Instructions to follow> Carry on the forum post about counting keyword mentions in news headlines with Python, picking up right after its final sentence.

Supplied text>

----

Search code examples
pythonstringlistconditional-statementsany

Check wether words from a list are inside a string of another list Python


So I tried getting all the headlines of the New York Times homepage and wanted to see how many times a certain word has been mentioned. In this particular case, I wanted to see how many headlines mentioned either the Coronavirus or Trump. This is my code but it won't work as 'number' remains the integer I give it before the while loop.

import requests
from bs4 import BeautifulSoup

url = 'https://www.nytimes.com'
r = requests.get(url)
soup = BeautifulSoup(r.text, "html.parser")
a = soup.findAll("h2", class_="esl82me0")

for story_heading in a:
    print(story_heading.contents[0])

lijst = ["trump", "Trump", "Corona", "COVID", "virus", "Virus", "Coronavirus", "COVID-19"]
number = 0
run = 0

while run < len(a)+1:
    run += 1
     if any(lijst in s for s in a)
        number += 1

print("\nTrump or the Corona virus have been mentioned", number, "times.")

So I basically want the variable 'number' to increase by 1 if a headline (which is an entry in the list a) has the word Trump or Coronavirus or both in them.

----

Provided records>

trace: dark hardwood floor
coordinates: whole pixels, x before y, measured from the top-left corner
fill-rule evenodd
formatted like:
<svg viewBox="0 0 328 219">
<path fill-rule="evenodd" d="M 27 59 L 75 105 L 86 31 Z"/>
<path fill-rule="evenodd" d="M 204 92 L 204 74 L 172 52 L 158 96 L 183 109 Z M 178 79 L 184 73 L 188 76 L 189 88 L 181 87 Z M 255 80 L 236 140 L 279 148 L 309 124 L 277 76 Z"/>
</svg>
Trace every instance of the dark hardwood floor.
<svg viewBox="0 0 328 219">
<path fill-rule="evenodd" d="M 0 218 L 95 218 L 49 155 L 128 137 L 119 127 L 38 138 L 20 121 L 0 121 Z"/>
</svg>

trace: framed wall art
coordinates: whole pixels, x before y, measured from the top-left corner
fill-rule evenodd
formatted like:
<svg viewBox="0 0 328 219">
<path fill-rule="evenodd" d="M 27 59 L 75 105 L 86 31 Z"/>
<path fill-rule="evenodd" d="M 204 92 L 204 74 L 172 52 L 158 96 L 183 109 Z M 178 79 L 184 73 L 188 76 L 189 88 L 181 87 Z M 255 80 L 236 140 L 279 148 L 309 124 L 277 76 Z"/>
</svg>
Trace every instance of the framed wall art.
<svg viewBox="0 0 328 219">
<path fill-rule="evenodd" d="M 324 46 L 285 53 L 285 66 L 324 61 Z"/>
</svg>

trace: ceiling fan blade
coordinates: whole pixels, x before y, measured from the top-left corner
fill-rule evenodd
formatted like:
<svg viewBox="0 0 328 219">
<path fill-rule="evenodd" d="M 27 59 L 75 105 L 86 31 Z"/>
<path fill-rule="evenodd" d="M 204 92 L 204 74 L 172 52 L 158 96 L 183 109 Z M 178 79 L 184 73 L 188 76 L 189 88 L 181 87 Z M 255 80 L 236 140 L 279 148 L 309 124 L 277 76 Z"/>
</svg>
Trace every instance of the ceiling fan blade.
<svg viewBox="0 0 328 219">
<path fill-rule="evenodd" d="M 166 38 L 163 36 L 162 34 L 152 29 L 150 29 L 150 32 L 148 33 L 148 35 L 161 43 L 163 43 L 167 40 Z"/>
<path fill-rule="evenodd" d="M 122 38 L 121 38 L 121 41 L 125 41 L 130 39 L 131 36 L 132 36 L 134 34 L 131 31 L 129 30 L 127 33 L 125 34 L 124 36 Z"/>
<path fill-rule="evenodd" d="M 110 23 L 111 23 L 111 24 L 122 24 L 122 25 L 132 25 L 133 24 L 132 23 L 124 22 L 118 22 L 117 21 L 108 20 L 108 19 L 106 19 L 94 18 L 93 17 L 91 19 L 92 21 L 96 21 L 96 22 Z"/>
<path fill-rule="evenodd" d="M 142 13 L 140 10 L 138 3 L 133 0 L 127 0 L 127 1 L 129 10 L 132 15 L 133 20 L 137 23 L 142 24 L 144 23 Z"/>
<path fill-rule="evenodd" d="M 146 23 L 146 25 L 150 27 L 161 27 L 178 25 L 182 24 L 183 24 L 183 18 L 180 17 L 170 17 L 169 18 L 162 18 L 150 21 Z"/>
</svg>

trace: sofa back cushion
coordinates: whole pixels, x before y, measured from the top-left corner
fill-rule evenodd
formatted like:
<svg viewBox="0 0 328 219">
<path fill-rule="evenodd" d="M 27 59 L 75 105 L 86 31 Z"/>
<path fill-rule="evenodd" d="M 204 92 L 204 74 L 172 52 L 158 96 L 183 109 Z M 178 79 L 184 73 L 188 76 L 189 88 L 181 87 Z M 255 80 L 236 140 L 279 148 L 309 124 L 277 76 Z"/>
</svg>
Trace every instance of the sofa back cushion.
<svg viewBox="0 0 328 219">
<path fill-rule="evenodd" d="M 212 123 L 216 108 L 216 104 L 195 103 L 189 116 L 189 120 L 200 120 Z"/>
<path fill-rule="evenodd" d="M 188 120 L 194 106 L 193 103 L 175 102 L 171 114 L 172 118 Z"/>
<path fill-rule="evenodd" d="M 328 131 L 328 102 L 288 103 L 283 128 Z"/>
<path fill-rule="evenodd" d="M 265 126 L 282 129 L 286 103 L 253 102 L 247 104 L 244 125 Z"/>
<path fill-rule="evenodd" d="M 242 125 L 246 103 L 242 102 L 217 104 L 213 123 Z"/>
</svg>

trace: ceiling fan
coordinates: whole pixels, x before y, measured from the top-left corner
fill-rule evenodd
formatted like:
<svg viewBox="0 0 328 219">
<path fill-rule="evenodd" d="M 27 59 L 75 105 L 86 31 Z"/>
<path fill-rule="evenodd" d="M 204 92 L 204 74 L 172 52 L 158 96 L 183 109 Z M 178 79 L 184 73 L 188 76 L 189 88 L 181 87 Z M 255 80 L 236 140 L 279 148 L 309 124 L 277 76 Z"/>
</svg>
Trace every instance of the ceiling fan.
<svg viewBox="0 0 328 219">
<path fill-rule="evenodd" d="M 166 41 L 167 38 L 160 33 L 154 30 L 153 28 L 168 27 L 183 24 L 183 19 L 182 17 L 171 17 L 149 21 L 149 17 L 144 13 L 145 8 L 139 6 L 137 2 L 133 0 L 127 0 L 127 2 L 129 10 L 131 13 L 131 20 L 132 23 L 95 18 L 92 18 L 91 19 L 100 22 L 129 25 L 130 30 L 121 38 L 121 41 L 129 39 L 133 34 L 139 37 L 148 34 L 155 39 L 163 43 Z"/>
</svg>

----

Exercise output>
Does anyone know how to do this?


Solution

  • In general, I recommend putting more thought into naming variables. I like how you tried to print the story headings. The line if any(lijst in s for s in a) does not do what you think it should: you need to instead iterate over each word in a single h2. The any function is just a short hand for the following:

    def any(iterable):
        for element in iterable:
            if element:
                return True
        return False
    

    In other words, you're trying to see if an entire list is in an h2 element, which will never be true. Here is an example fix.

    import requests
    from bs4 import BeautifulSoup
    
    url = 'https://www.nytimes.com'
    r = requests.get(url)
    soup = BeautifulSoup(r.text, "html.parser")
    h2s = soup.findAll("h2", class_="esl82me0")
    
    for story_heading in h2s:
        print(story_heading.contents[0])
    
    keywords = ["trump", "Trump", "Corona", "COVID", "virus", "Virus", "Coronavirus", "COVID-19"]
    number = 0
    run = 0
    
    for h2 in h2s:
        headline = h2.text
        words_in_headline = headline.split(" ")
        for word in words_in_headline:
            if word in keywords:
                number += 1
    print("\nTrump or the Corona virus have been mentioned", number, "times.")
    

    Output

    Trump or the Corona virus have been mentioned 7 times.